• _Problem to solve_
Of the lines below, report only those that contain "tree".

• _Entries shown_
--------------------------------
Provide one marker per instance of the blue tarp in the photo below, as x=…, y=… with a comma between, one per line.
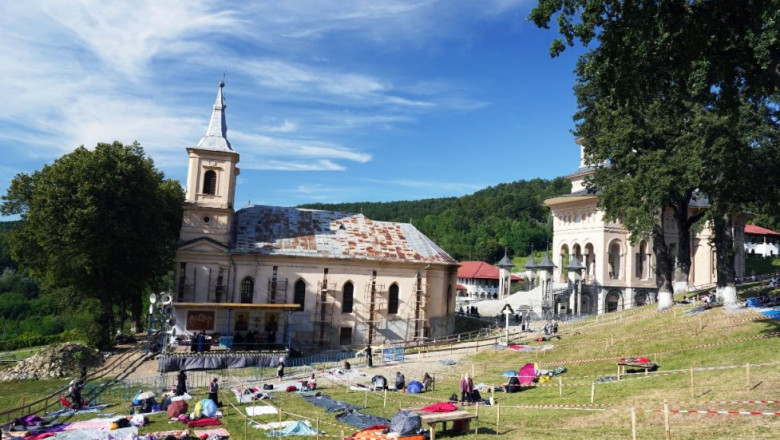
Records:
x=297, y=428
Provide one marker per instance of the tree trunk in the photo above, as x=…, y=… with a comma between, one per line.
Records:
x=136, y=310
x=663, y=268
x=724, y=256
x=682, y=267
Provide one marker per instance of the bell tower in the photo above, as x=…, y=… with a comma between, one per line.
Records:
x=211, y=181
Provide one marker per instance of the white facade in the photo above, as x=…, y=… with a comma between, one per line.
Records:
x=305, y=277
x=617, y=274
x=761, y=241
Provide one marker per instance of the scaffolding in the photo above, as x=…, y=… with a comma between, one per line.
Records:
x=420, y=304
x=277, y=290
x=324, y=335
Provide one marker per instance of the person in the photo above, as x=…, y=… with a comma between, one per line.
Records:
x=369, y=356
x=512, y=385
x=181, y=383
x=201, y=343
x=466, y=388
x=311, y=384
x=214, y=391
x=75, y=393
x=400, y=381
x=241, y=323
x=427, y=381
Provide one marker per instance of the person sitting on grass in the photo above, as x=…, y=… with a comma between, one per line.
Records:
x=512, y=385
x=400, y=381
x=311, y=384
x=427, y=381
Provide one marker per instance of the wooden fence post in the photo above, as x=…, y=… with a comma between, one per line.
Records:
x=692, y=392
x=560, y=386
x=667, y=431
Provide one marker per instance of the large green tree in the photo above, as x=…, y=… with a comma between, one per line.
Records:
x=653, y=95
x=100, y=224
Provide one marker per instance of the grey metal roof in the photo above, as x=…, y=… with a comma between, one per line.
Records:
x=216, y=135
x=505, y=263
x=546, y=263
x=274, y=230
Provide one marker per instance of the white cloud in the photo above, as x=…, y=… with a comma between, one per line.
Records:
x=285, y=127
x=270, y=153
x=447, y=186
x=93, y=71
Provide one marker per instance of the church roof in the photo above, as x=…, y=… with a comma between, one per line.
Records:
x=274, y=230
x=758, y=230
x=215, y=138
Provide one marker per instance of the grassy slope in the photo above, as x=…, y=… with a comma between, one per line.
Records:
x=671, y=338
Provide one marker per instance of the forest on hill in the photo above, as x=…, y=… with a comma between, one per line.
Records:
--------------------------------
• _Output below_
Provide one marker per instance of the tree trunk in the photo above, as x=…, y=… with a comma between, one per line.
Provide one marker per instance of the large green tree in the photo above, as x=…, y=… with a comma between, one per line.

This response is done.